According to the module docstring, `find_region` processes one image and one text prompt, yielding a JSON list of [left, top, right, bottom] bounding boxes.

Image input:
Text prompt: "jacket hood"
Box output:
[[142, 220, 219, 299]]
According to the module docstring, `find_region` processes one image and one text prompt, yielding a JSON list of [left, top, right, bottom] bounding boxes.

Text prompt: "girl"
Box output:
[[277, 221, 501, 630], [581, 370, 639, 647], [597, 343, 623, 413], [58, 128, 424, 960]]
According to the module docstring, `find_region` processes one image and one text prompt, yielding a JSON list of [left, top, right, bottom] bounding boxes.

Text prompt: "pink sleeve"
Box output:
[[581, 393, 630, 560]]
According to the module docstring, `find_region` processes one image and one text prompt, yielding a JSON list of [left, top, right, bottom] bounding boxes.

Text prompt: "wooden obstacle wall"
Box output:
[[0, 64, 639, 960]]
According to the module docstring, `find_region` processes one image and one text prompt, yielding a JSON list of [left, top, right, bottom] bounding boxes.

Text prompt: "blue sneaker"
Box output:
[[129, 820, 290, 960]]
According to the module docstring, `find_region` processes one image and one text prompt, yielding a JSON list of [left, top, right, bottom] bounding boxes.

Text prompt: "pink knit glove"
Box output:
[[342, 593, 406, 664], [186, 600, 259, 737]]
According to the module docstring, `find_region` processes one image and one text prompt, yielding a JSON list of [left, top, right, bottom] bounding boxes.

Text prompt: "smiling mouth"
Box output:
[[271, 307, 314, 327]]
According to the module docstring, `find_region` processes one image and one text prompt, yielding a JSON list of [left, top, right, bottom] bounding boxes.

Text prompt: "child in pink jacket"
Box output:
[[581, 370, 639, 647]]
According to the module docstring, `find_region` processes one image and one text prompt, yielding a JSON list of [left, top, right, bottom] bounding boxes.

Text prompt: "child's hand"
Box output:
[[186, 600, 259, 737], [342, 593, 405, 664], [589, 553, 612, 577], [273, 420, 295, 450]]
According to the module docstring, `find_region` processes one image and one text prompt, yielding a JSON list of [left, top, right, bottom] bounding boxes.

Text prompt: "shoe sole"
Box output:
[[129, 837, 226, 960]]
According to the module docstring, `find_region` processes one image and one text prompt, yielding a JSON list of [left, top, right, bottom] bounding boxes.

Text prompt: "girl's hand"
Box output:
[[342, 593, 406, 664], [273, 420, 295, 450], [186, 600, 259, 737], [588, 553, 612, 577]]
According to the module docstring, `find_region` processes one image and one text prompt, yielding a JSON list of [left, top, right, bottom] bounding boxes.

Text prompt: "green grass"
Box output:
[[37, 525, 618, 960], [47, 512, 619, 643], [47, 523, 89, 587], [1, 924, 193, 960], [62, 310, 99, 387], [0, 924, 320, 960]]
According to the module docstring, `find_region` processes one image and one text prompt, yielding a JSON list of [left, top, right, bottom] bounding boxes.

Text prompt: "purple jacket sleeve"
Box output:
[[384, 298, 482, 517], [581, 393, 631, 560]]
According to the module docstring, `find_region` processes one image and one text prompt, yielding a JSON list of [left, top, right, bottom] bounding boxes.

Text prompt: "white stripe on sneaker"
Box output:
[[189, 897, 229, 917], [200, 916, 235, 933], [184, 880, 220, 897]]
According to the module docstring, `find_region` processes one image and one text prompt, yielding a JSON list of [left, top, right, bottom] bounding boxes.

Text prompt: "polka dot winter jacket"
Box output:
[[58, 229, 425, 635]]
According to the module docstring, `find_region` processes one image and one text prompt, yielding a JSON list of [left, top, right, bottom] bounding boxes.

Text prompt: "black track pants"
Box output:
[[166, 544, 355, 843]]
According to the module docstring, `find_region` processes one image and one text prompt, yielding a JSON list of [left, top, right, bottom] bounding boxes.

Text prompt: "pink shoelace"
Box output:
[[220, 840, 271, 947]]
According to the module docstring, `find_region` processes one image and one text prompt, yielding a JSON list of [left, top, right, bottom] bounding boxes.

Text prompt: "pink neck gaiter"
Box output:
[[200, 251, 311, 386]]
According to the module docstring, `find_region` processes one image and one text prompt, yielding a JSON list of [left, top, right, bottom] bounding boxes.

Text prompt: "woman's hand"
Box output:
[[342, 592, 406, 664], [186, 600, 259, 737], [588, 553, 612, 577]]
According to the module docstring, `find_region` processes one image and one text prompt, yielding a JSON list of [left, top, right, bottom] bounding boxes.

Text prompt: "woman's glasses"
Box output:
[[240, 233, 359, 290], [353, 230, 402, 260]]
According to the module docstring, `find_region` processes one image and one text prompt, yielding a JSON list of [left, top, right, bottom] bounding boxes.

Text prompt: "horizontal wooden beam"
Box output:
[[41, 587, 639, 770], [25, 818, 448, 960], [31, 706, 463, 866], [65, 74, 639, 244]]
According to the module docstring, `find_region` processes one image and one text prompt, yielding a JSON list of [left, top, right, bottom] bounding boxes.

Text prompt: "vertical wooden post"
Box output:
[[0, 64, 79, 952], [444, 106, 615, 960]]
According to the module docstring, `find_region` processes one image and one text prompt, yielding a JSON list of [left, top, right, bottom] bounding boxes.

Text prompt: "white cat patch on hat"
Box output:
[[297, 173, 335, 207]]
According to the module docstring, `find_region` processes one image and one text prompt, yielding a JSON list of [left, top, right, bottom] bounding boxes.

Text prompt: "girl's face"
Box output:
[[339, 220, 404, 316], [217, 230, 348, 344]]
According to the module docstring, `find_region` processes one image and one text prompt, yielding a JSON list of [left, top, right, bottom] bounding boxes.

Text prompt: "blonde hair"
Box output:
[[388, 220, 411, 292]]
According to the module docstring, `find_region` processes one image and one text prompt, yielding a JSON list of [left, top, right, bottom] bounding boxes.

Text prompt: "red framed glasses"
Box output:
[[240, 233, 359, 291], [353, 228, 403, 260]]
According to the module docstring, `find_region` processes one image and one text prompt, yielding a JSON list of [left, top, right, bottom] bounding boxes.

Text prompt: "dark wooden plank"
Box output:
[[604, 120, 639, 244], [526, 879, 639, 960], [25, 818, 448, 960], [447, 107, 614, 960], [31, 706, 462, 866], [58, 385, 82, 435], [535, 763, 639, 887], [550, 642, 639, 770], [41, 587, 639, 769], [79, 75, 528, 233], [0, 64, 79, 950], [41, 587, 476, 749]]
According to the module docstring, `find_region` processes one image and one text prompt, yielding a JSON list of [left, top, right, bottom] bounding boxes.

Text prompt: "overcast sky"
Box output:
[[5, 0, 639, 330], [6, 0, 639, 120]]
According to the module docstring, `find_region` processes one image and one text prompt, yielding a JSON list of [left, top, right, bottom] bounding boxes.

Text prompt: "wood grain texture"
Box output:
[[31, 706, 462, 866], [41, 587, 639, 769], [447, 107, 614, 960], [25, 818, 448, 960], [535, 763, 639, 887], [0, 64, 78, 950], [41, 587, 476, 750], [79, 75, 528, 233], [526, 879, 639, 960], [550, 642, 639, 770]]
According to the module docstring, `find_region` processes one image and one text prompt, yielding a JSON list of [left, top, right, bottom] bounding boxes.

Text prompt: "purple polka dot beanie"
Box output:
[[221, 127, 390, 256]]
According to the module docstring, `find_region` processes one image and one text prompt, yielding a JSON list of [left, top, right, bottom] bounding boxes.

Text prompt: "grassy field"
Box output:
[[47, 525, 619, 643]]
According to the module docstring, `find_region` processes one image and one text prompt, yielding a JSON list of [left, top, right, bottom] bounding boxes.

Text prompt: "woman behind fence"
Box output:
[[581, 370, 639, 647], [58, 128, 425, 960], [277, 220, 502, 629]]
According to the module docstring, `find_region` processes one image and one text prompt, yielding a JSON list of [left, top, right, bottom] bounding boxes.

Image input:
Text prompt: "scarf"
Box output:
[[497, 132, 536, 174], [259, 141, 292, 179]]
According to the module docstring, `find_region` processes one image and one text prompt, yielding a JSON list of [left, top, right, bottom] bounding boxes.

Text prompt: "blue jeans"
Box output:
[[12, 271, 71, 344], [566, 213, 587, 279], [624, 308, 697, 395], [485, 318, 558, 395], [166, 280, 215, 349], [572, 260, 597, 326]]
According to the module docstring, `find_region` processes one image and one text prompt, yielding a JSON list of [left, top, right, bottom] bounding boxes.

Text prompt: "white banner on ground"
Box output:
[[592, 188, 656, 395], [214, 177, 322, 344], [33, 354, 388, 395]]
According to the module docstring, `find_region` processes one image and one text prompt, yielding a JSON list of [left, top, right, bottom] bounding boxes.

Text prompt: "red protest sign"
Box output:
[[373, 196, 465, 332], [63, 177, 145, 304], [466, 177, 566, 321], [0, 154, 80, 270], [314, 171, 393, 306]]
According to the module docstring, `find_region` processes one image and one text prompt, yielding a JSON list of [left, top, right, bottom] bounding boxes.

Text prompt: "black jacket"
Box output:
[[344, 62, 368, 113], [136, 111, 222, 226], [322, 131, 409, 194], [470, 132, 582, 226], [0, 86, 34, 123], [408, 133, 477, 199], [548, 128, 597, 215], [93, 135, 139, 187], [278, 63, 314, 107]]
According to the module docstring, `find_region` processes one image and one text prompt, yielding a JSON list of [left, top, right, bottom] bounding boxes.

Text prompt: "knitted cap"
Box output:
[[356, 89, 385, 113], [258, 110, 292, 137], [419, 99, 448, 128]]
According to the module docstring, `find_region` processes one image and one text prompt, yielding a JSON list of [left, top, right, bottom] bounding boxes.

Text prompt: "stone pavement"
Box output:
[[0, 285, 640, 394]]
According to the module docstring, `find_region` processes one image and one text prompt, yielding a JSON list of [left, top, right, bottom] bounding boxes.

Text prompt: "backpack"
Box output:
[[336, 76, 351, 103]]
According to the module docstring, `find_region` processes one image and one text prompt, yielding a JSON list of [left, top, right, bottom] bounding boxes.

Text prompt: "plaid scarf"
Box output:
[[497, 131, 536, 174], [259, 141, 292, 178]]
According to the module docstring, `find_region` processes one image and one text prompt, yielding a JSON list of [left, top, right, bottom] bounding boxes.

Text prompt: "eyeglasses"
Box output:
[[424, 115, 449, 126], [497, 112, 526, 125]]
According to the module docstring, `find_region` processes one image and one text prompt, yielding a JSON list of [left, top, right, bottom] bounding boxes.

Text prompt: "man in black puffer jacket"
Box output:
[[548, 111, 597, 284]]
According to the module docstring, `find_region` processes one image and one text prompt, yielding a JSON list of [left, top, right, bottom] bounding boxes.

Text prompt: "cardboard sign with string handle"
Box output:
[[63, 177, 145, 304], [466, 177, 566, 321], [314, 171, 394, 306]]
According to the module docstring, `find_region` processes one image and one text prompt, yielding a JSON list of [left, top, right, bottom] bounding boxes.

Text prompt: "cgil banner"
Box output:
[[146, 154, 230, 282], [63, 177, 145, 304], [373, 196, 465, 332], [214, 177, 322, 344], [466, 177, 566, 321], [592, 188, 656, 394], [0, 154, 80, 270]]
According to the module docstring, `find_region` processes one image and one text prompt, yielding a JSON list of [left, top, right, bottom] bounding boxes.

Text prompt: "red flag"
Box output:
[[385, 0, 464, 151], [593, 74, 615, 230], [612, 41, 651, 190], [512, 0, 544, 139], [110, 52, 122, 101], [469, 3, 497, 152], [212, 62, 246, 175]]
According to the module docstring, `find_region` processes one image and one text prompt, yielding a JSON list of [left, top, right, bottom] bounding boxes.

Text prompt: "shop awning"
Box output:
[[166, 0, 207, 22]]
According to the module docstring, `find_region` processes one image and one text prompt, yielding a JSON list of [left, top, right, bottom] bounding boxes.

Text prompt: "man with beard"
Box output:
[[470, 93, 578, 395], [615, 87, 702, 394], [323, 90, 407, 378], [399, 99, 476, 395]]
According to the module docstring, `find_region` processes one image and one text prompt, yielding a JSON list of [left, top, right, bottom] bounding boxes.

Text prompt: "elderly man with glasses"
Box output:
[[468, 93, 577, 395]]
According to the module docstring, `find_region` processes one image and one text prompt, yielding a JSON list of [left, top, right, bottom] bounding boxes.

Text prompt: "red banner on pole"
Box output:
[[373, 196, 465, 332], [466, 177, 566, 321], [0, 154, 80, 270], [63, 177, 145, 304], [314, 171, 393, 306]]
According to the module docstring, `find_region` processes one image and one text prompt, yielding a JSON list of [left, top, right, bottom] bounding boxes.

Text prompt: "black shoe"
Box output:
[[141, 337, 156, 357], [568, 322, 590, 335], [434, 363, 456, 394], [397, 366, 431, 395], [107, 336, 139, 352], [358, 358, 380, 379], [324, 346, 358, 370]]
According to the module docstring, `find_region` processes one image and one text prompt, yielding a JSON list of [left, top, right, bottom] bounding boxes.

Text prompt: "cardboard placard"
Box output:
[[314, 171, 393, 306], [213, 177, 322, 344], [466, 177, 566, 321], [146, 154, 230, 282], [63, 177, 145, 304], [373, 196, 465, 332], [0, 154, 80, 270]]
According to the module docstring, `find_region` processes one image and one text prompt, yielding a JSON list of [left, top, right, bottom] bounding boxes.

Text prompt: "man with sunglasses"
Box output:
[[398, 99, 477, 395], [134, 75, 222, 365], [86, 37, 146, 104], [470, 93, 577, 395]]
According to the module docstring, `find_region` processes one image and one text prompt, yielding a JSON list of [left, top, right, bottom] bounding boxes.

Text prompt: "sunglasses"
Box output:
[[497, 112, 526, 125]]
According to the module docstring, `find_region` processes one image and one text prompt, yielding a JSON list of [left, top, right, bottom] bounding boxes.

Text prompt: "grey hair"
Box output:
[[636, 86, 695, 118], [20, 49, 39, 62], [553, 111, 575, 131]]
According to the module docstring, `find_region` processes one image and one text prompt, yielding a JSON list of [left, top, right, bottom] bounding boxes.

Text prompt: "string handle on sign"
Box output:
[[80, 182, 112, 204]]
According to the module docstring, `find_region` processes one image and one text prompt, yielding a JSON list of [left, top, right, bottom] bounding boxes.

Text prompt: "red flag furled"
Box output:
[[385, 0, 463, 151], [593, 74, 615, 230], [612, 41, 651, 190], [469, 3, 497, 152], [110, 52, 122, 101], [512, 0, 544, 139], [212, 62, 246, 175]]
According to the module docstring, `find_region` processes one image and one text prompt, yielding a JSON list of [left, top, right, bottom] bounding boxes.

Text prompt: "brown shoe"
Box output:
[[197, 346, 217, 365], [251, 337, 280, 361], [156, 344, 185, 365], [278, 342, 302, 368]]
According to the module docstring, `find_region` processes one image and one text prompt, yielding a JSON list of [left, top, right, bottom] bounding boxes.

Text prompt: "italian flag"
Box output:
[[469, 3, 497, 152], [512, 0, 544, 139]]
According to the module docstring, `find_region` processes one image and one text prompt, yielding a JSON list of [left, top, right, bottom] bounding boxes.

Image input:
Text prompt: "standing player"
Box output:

---------------

--- Written request ---
Reproduce verbatim everything from the start of the entries down to and including the line containing "[[142, 220, 219, 299]]".

--- Complete response ---
According to the module docstring, `find_region` processes one image and one text prompt, yielding a JSON list of [left, top, right, bottom] bounding boxes.

Image input:
Text prompt: "jacket hood"
Box output:
[[142, 220, 219, 299]]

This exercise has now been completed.